
    Let’s imagine that I am your carer and in charge of your life.

    I ask the question, ‘How do I make this person enjoy something they’re forced to do against their will?’

    ‘What is it they have to do? Oh, right. So. They have to dress in sackcloth made of cacti spines, listen to death metal at top volume, juggle hot coals at the door, then it’s spider keeping lessons followed by mosh pit activities for people with BO. Lunchtime is *such* a battle. I know that they have to eat in a nightclub with strobe lighting, but everyone else can manage, so why can’t they? And sheep’s eyes and bull testicles are just delicious and so full of protein. Anyway. They’re so ungrateful when they come home too, running off crying. Everyone else *likes* high wire acrobatics lessons and snake charming. He won’t even try charming an adder. Not even when I said how pretty they were.

    ‘I think it’s just defiance really. Other people say I should just leave them in the snake and spider pen, they’ll soon get over it.’

    Some do ‘get over it’. They learn to put up a mask, hide the feelings and go about their lives with a smile on the outside and screaming misery on the inside. It’s not nice.

    Some don’t. They cry and scream and fight. They’re ‘problems’.

    I’m autistic too. I’m like the person in the first group. You don’t want to be in this group. Believe me.

    The first question is this: where do you truly believe the problem lies?

    You need to answer it honestly and truthfully to yourself. With it, you need to bear in mind that everyone has value, everyone has worth, and I’ll bet your son has talents and attributes that are worth finding and cultivating.

    Look up NeuroWild on Facebook- they make great little comic strips that are really good at explaining things.

  8. Has he been assessed for Oppositional Defiance Disorder? You may be working with more than merely Autism.

━━━━━━━━━━━━━━━━━━━━

→ Problem 1
In the passage on autism, list each activity named in the sentence that begins "They have to dress".
→ Problem 2
Reproduce the part of the passage on autism starting at "Some don’t. They" and ending at "than merely Autism.".
The material that comes next is separate from the passage on autism.

→ Excerpts from a dataset
━━━━━━━━━━━━━━━━━━━━

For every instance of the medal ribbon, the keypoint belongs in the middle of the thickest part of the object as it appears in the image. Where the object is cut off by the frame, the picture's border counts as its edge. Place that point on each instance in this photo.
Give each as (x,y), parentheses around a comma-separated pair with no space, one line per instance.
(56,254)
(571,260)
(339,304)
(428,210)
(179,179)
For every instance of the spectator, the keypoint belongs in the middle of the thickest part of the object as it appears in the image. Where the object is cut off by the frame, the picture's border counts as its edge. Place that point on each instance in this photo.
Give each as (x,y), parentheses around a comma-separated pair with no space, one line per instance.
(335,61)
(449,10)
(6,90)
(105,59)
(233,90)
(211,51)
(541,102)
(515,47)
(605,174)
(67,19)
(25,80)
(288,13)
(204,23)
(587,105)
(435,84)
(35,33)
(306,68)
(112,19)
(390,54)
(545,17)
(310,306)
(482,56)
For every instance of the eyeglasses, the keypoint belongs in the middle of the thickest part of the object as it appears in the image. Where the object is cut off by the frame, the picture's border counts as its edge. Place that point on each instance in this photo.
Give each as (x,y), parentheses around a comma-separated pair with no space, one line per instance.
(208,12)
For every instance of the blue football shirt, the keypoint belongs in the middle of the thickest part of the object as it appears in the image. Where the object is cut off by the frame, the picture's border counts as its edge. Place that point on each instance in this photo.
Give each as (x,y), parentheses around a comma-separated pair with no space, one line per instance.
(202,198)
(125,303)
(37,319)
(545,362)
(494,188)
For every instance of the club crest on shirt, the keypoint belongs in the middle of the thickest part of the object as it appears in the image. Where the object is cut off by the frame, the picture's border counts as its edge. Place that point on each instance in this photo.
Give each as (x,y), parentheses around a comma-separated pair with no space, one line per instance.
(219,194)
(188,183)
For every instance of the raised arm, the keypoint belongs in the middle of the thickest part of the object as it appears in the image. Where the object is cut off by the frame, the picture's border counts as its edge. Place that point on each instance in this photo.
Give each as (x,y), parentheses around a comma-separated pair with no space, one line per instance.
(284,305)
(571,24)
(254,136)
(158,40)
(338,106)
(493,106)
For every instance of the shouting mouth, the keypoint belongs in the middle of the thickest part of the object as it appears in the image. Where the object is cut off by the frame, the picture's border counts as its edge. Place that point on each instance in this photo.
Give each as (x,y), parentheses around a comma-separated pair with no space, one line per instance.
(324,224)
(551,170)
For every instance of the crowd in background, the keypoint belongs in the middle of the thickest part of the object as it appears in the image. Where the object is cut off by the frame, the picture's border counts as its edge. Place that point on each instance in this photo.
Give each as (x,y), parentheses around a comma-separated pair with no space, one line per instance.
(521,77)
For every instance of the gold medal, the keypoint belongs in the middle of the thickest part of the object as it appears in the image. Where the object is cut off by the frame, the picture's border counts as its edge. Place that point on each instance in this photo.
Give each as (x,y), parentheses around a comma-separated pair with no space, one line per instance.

━━━━━━━━━━━━━━━━━━━━

→ Answer 1
- Dress in sackcloth made of cacti spines
- Listen to death metal at top volume
- Juggle hot coals at the door
- Spider keeping lessons
- Mosh pit activities for people with BO

→ Answer 2
Some don’t. They cry and scream and fight. They’re ‘problems’.

    I’m autistic too. I’m like the person in the first group. You don’t want to be in this group. Believe me.

    The first question is this: where do you truly believe the problem lies?

    You need to answer it honestly and truthfully to yourself. With it, you need to bear in mind that everyone has value, everyone has worth, and I’ll bet your son has talents and attributes that are worth finding and cultivating.

    Look up NeuroWild on Facebook- they make great little comic strips that are really good at explaining things.

  8. Has he been assessed for Oppositional Defiance Disorder? You may be working with more than merely Autism.